Items from a dataset

:::

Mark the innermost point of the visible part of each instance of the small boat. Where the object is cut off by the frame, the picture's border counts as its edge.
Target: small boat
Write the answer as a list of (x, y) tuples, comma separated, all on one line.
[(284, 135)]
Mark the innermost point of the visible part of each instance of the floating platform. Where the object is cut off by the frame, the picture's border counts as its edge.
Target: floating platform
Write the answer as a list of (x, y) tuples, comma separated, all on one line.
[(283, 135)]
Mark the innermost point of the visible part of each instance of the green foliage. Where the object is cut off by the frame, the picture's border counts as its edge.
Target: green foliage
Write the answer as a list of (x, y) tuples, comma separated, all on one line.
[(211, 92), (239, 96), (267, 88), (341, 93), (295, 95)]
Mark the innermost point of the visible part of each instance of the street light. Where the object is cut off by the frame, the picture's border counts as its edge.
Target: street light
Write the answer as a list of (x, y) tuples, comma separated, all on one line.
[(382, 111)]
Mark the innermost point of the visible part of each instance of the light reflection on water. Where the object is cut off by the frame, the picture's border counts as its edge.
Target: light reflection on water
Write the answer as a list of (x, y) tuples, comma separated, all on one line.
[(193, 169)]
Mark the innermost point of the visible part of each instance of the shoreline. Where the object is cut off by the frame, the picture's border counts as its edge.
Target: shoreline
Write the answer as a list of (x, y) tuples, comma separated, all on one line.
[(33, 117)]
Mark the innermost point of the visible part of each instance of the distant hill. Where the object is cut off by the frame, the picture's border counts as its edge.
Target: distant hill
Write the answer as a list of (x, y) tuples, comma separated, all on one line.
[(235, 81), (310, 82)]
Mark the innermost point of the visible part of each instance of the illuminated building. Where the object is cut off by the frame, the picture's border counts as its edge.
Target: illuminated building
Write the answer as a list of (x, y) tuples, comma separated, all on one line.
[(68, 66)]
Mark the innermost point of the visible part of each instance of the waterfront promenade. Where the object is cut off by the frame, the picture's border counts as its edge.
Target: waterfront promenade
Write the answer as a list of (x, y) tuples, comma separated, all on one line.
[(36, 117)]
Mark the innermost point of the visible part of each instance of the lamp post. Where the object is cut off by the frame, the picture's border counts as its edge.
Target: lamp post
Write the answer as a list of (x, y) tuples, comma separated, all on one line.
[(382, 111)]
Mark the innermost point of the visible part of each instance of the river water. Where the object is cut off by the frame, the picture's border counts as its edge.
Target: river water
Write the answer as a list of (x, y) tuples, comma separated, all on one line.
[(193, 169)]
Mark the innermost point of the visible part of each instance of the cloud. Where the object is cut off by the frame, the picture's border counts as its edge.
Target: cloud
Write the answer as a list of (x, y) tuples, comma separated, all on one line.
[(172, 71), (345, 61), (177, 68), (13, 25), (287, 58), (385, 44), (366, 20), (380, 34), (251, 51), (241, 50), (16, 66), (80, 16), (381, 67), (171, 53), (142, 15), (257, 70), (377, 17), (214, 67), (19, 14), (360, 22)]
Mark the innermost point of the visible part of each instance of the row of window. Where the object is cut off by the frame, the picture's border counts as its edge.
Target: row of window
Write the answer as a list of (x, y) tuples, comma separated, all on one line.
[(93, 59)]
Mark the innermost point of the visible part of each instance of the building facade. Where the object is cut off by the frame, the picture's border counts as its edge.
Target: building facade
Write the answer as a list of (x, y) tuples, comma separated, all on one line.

:::

Your task :: Please output the complete data exactly.

Result of the task ::
Mark the innermost point of the visible part of each instance of the small boat. Where the object is cut off by the frame, the picture's border counts as its edge.
Target: small boat
Write the answer as a list of (x, y) tuples, comma separated, all on one line.
[(284, 135)]
Mark the innermost point of the visible part of each instance of the floating platform. Where the object is cut off by the frame, the picture's border counts as its edge.
Target: floating platform
Write the answer as a list of (x, y) tuples, comma separated, all on one line.
[(283, 135)]
Mark the innermost point of the visible part of each instance of the green foliage. Where the object is cut off by the frame, the picture's border counts as its edge.
Target: green foliage
Write the answer as a list of (x, y) tuples, comma separated, all on one line.
[(211, 92), (239, 96), (267, 88), (341, 93), (295, 95)]
Mark the innermost point of the visible part of each instance of the street light. Where the object is cut off by the frame, the picture's border counts as its edge.
Target: street light
Write the answer as a list of (x, y) tuples, comma separated, all on one line.
[(382, 111)]
Mark the innermost point of the visible part of each instance of the light reflection on water. Where the object is cut off by the frame, the picture's border counts as its edge.
Target: light reflection on water
Write the answer as a list of (x, y) tuples, comma separated, all on one line.
[(193, 169)]
Mark the innermost point of the visible part of each instance of the shoreline. Where the object is cut off by the frame, the picture's border counts as its edge.
Target: shoreline
Write the answer as a list of (x, y) tuples, comma separated, all on one line.
[(33, 117)]
Mark the innermost point of the visible part of each instance of the distant hill. Where the object is cut off by the frame, the picture's border counts as its edge.
Target: distant hill
Write the answer as a list of (x, y) tuples, comma separated, all on one line.
[(235, 81), (310, 82)]
Mark the innermost point of the visible part of each instance of the illuminated building. Where the object is cut off by the frame, the picture's border counts as its edge.
Target: illuminated building
Write the answer as a list of (x, y) tuples, comma separated, all on one line.
[(68, 66)]
Mark the innermost point of the visible part of each instance of the waterfront promenade. Where the object is cut off by the frame, the picture's border counts as its edge.
Target: waterfront promenade
Write the answer as a list of (x, y) tuples, comma separated, all on one line.
[(36, 117)]
Mark the innermost point of the visible part of each instance of the lamp post. Where the object is cut off by the frame, the picture's border counts as its edge.
Target: lamp post
Write the answer as a list of (x, y) tuples, comma separated, all on one line.
[(382, 111)]
Mark the innermost point of the visible part of each instance of the river water. Where the object is cut off by the frame, the picture's border counts as its edge.
Target: river water
Write the answer as a list of (x, y) tuples, comma separated, all on one line.
[(193, 169)]
Mark the innermost point of the visible part of each instance of the cloud. Where the object is cut off by the frame, the picture's border counts as its edge.
Target: cloud
Write the answer as a list of (x, y) tuples, comma separated, all on one line.
[(172, 71), (345, 61), (177, 68), (13, 25), (287, 58), (385, 44), (366, 20), (380, 34), (251, 51), (241, 50), (16, 66), (80, 16), (381, 67), (171, 53), (142, 15), (257, 70), (377, 17), (214, 67), (19, 14), (360, 22)]
Mark the innermost point of the visible part of each instance of the row of window. Where the object is cut off by the frame, the picture's border counts as its edge.
Target: row of window
Write the answer as a list of (x, y) tuples, comma separated, all on one line.
[(93, 59)]
Mark the innermost point of the visible part of each instance of the building facade. Where the object is cut off by the frame, the picture's border counts as its edge.
Target: building facade
Write the answer as a list of (x, y) tuples, comma separated, all on one line.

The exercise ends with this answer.